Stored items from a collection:

<<<<

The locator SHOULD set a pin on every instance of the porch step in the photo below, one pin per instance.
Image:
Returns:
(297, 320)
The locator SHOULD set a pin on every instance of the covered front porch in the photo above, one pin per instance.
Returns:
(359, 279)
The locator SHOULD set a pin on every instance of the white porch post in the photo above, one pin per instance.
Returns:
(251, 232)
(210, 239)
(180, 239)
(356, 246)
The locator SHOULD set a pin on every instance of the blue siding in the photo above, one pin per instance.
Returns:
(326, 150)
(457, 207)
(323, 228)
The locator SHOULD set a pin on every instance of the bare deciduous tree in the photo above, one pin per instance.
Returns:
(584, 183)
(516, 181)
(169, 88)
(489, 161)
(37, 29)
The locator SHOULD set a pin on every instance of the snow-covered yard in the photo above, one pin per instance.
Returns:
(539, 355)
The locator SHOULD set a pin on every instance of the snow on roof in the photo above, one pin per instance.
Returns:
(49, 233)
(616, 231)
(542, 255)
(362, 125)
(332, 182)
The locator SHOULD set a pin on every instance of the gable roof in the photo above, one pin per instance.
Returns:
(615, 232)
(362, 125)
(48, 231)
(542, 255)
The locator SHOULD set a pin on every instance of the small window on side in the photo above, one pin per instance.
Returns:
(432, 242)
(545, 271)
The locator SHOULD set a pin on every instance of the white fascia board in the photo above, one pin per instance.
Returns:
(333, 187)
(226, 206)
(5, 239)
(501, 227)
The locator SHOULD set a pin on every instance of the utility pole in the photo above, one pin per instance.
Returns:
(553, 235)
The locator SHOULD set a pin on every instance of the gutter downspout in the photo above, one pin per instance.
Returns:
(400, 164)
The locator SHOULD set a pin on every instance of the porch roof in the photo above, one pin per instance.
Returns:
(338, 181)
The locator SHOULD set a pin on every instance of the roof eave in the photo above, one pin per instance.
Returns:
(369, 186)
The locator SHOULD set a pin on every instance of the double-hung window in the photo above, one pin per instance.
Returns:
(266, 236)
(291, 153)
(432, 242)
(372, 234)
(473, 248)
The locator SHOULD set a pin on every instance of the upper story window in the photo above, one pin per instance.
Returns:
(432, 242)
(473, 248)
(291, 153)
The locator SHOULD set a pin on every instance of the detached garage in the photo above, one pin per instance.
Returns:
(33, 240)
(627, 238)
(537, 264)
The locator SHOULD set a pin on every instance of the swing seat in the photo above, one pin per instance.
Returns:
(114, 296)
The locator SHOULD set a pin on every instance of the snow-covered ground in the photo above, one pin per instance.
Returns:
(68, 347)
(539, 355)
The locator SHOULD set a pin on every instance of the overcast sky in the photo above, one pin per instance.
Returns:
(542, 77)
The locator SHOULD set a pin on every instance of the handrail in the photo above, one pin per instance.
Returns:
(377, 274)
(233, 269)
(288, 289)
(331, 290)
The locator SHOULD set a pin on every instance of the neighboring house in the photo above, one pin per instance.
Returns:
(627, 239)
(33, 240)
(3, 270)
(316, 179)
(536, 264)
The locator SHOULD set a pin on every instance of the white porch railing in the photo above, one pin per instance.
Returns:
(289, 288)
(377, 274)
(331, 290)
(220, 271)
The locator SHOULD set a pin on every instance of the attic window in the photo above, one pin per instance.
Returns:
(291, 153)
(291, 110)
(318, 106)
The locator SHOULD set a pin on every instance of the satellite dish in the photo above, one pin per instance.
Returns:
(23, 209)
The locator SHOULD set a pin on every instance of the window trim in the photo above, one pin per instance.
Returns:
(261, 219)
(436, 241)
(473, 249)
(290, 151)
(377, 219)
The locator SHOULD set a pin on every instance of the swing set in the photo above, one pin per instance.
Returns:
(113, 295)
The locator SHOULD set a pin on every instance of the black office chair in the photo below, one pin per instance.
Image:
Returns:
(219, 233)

>>>>
<<<<

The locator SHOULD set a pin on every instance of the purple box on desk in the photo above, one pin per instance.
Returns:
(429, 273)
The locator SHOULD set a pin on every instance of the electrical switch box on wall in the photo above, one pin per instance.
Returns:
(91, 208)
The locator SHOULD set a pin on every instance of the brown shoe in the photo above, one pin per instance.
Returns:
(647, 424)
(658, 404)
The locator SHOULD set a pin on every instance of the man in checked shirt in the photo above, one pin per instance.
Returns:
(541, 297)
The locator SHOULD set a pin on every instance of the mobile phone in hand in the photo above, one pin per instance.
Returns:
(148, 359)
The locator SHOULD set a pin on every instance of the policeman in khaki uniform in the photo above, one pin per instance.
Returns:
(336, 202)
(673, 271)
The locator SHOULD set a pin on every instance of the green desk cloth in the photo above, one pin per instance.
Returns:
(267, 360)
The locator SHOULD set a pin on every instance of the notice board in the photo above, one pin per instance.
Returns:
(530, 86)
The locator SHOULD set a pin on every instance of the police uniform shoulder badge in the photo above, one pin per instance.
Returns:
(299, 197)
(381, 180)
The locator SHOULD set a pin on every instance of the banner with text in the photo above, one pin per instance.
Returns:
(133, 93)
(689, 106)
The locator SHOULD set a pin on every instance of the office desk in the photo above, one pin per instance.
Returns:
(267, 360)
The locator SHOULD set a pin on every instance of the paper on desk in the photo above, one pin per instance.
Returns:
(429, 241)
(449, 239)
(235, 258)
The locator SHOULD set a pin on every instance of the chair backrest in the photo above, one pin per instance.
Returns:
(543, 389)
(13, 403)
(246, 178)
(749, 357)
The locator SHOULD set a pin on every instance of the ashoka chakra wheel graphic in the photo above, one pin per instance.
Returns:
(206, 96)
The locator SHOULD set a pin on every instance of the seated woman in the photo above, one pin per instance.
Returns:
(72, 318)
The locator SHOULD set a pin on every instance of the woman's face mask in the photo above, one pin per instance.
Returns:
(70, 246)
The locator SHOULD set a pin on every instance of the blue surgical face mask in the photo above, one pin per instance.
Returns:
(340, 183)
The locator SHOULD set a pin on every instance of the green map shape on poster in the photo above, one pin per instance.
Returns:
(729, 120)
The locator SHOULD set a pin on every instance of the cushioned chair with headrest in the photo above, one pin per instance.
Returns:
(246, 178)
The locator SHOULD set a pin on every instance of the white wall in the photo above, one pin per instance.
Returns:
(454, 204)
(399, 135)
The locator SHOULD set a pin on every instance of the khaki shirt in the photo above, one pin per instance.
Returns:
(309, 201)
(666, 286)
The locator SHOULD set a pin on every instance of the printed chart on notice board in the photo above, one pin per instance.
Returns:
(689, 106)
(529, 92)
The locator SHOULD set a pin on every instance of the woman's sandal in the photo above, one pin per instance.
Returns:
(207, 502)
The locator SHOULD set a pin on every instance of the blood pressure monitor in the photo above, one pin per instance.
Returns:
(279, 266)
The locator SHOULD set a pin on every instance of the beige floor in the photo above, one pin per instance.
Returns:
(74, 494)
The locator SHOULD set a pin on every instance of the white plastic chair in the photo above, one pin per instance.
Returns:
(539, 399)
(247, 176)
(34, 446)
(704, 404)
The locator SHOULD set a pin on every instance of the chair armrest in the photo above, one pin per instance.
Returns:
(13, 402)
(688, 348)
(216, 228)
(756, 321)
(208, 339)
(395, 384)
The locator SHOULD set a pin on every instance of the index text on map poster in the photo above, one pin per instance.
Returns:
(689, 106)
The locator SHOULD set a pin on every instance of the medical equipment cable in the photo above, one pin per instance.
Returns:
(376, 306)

>>>>

Return every line above where "shirt" appears.

### Your response
The locator SHOULD set a pin on every instance of the man in checked shirt in the photo above, one pin per instance.
The locator SHOULD set a pin on every instance of the khaki shirt in the photo above, one pin per instance.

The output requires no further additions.